▶ **Exercise**: Rewrite the stretch from the line containing "Segment the archway" through the end of the items, and give only those lines. Copy the requests unchanged, and scale every coordinate in the answers by 0.9, rounding each to a whole number with halves rounded up.

[Segmentation labeling entries]
- - -
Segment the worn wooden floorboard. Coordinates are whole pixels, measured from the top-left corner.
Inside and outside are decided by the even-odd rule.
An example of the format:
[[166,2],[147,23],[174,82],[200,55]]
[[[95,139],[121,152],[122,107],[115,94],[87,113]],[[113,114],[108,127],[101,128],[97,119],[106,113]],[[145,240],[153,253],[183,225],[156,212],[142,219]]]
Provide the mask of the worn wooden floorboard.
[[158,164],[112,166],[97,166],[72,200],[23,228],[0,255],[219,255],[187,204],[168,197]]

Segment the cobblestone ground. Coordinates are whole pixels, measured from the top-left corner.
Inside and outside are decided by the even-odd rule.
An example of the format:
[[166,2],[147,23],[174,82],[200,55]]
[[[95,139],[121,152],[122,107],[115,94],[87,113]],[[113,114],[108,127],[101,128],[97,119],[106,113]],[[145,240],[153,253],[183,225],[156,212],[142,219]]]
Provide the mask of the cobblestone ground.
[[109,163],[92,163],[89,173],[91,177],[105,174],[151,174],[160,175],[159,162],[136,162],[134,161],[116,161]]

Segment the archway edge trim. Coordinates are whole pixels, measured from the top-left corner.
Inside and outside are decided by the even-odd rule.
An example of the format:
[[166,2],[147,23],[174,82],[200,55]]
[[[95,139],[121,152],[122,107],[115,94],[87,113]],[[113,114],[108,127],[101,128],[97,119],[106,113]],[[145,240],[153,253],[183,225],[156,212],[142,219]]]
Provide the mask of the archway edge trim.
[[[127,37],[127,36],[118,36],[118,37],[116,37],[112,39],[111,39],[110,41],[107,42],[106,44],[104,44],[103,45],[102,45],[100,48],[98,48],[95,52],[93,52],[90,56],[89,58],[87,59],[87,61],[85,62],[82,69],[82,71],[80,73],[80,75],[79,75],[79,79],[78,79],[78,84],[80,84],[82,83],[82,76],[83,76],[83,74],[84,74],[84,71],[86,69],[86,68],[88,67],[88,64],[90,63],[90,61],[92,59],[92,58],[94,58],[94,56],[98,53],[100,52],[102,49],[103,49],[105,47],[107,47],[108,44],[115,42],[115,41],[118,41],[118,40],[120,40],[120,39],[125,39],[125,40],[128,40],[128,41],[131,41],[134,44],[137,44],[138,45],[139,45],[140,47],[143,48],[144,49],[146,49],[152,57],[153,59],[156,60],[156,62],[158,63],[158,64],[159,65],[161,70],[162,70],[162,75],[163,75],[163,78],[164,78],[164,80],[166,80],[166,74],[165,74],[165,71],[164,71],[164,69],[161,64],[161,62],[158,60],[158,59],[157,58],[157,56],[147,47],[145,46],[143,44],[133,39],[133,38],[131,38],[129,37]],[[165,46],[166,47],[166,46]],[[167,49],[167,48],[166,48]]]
- - -
▶ **Result for this exercise**:
Segment the archway edge trim. Coordinates are whole pixels, measured from the top-left corner.
Inside and outside are decided by the even-odd rule.
An example of the format:
[[166,2],[147,23],[174,82],[200,55]]
[[[95,139],[121,152],[122,107],[115,94],[87,113]],[[113,114],[108,127],[101,128],[97,119],[106,113]],[[145,240],[153,253],[183,225],[156,212],[142,219]]]
Provide the mask of the archway edge trim.
[[[114,33],[114,32],[106,32],[106,33],[104,33],[101,35],[100,35],[99,37],[96,38],[95,40],[94,40],[93,41],[92,41],[90,43],[88,43],[86,47],[84,47],[81,50],[80,52],[78,53],[78,55],[77,56],[74,62],[74,64],[72,66],[72,68],[71,68],[71,71],[70,71],[70,76],[72,76],[74,75],[74,68],[75,68],[75,67],[76,67],[76,64],[77,62],[77,61],[79,60],[79,58],[81,57],[81,55],[83,53],[83,52],[85,52],[85,50],[88,48],[90,47],[92,44],[93,44],[95,42],[96,42],[97,40],[104,38],[104,37],[106,37],[106,36],[108,36],[108,35],[113,35],[113,36],[115,36],[115,37],[118,37],[121,40],[123,40],[124,41],[125,41],[126,42],[129,43],[130,44],[131,44],[137,51],[138,53],[140,54],[140,56],[142,57],[142,58],[143,59],[145,63],[146,63],[146,68],[147,68],[147,70],[148,70],[148,72],[149,72],[149,67],[149,67],[149,64],[148,64],[148,62],[145,58],[145,56],[142,54],[142,53],[141,52],[141,50],[132,42],[131,41],[129,40],[120,35],[120,34],[118,34],[116,33]],[[149,41],[149,42],[149,41]],[[150,44],[150,43],[149,43]]]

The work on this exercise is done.